#### EXERCISE DIRECTIONS
Render the records below as a two-column CSV with the headers text and answer, one row per record, covering only the stretch from the line containing "Tag every instance of the pink onesie" through the line containing "pixel 317 47". Put each field in quotation marks and replace line breaks with spaces.

● ● ● ● ● ● ●

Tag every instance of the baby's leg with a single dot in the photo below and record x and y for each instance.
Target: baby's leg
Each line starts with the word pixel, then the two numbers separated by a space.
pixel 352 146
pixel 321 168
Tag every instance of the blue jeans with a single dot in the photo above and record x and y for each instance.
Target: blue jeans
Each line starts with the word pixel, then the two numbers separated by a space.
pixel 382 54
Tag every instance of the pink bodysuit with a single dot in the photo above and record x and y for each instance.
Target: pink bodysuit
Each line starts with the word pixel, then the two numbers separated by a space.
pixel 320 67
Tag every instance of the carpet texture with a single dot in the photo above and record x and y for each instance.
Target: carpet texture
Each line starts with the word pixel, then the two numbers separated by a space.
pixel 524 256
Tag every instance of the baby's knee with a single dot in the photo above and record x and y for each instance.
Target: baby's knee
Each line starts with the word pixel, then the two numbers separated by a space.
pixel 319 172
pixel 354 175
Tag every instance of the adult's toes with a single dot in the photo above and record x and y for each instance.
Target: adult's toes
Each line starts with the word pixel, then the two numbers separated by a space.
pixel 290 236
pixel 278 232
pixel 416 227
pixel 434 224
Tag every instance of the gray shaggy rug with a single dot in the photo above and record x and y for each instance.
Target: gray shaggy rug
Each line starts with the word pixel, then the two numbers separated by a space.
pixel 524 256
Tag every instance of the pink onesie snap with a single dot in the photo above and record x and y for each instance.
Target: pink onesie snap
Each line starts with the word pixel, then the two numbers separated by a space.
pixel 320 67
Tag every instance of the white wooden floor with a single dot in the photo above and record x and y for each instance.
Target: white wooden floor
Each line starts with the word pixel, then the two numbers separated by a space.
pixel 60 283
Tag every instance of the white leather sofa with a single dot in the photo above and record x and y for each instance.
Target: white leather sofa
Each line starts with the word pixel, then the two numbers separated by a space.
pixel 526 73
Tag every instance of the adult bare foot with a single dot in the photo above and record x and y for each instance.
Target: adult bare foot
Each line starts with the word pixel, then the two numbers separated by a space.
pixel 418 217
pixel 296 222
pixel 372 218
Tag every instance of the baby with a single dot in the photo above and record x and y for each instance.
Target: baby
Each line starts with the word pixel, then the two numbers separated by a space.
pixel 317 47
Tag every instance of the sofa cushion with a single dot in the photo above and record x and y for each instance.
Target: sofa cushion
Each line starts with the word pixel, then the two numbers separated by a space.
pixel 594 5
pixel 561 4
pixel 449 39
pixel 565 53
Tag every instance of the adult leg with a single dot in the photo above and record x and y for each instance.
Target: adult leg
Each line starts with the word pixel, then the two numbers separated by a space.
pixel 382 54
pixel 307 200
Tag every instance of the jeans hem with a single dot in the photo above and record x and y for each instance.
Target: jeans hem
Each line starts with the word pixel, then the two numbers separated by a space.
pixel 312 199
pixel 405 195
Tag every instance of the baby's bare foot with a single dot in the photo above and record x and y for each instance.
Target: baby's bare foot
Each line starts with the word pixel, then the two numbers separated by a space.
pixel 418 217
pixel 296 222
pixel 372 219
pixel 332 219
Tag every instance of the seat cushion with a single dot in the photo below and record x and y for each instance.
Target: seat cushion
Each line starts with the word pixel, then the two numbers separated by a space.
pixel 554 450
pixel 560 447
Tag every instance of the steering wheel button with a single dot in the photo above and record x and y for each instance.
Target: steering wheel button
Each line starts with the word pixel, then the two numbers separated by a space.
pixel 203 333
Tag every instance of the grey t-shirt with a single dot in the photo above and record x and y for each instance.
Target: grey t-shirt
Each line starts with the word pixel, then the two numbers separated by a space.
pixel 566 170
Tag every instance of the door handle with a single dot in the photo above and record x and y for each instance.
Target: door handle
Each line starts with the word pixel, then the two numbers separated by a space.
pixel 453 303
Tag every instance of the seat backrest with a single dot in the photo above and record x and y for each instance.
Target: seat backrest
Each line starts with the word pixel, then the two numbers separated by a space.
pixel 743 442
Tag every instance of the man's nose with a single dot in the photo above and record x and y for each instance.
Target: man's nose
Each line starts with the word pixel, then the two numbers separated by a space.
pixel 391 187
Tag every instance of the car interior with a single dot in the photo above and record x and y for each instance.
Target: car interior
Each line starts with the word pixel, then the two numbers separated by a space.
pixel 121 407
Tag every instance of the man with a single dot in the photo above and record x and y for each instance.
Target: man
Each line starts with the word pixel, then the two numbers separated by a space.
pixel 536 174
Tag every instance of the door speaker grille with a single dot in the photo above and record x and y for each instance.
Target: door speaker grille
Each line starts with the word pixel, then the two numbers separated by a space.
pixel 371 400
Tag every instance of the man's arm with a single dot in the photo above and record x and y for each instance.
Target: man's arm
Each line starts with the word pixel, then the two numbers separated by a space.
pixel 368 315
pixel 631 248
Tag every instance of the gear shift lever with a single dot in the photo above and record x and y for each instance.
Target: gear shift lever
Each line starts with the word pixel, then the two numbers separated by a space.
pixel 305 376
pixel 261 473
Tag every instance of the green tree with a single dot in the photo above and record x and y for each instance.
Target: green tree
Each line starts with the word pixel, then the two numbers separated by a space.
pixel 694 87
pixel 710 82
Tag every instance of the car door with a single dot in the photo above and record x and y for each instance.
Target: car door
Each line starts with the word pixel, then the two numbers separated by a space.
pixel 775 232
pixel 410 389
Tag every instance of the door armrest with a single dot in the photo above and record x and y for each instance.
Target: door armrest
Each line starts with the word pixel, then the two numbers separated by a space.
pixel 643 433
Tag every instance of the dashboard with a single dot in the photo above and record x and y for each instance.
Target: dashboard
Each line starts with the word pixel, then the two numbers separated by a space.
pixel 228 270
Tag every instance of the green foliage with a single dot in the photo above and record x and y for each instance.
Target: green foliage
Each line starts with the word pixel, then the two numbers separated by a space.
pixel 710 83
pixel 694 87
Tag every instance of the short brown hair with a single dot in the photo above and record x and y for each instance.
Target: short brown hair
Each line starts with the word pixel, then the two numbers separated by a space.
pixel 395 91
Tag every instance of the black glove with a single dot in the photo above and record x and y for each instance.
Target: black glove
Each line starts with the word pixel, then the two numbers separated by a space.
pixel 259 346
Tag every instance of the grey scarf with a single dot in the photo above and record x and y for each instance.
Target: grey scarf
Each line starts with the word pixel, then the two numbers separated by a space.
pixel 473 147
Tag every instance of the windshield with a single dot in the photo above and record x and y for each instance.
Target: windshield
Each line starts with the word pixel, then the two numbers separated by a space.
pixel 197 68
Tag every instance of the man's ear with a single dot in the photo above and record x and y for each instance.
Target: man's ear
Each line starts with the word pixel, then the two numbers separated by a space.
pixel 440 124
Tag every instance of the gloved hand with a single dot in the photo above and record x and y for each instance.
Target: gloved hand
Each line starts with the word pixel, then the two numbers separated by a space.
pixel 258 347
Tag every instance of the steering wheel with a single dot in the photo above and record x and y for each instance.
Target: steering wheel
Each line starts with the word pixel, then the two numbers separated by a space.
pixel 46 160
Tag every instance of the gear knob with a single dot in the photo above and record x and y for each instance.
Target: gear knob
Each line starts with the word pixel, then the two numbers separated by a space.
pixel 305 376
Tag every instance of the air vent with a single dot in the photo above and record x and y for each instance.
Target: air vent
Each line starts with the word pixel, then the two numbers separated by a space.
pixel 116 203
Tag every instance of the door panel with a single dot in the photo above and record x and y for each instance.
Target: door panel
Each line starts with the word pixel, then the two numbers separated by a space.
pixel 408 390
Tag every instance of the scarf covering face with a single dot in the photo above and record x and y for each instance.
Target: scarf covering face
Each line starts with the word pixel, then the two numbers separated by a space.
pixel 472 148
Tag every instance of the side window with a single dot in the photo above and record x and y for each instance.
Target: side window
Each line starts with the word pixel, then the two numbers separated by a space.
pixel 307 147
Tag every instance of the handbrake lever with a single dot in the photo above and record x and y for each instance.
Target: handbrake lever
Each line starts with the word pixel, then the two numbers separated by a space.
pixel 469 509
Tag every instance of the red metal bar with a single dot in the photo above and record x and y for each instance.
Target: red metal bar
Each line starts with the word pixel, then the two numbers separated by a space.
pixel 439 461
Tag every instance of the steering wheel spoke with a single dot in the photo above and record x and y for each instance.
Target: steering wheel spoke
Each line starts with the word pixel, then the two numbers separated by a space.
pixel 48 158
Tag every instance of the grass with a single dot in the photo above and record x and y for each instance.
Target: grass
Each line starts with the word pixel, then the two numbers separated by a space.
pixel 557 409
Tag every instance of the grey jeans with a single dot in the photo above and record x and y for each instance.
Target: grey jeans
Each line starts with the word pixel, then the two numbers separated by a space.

● ● ● ● ● ● ●

#### RESULT
text,answer
"Tag every instance of the pink onesie snap with a single dot in the photo above and record x and y for each instance. Target: pink onesie snap Each line starts with the word pixel, then the two numbers separated by a space.","pixel 320 67"
"Tag every instance of the white wooden floor with a single dot in the photo above and record x and y for each instance. Target: white wooden floor Each line starts with the word pixel, then the two numbers separated by a space.","pixel 60 283"
"Tag every instance of the white leather sofa with a single dot in the photo above and record x and y for each instance. Target: white leather sofa Each line starts with the word pixel, then the two numbers separated by a space.","pixel 526 73"
"Tag every instance of the adult bare foot with a single dot in the photo above and record x and y for each instance. Target: adult bare foot Each line starts with the word pixel, then the two numbers separated by a space.","pixel 418 217 pixel 296 222 pixel 372 218"
"Tag every instance of the baby with a single dot in the photo above and record x and y for each instance. Target: baby Each line starts with the word pixel, then the two numbers separated by a space.","pixel 317 47"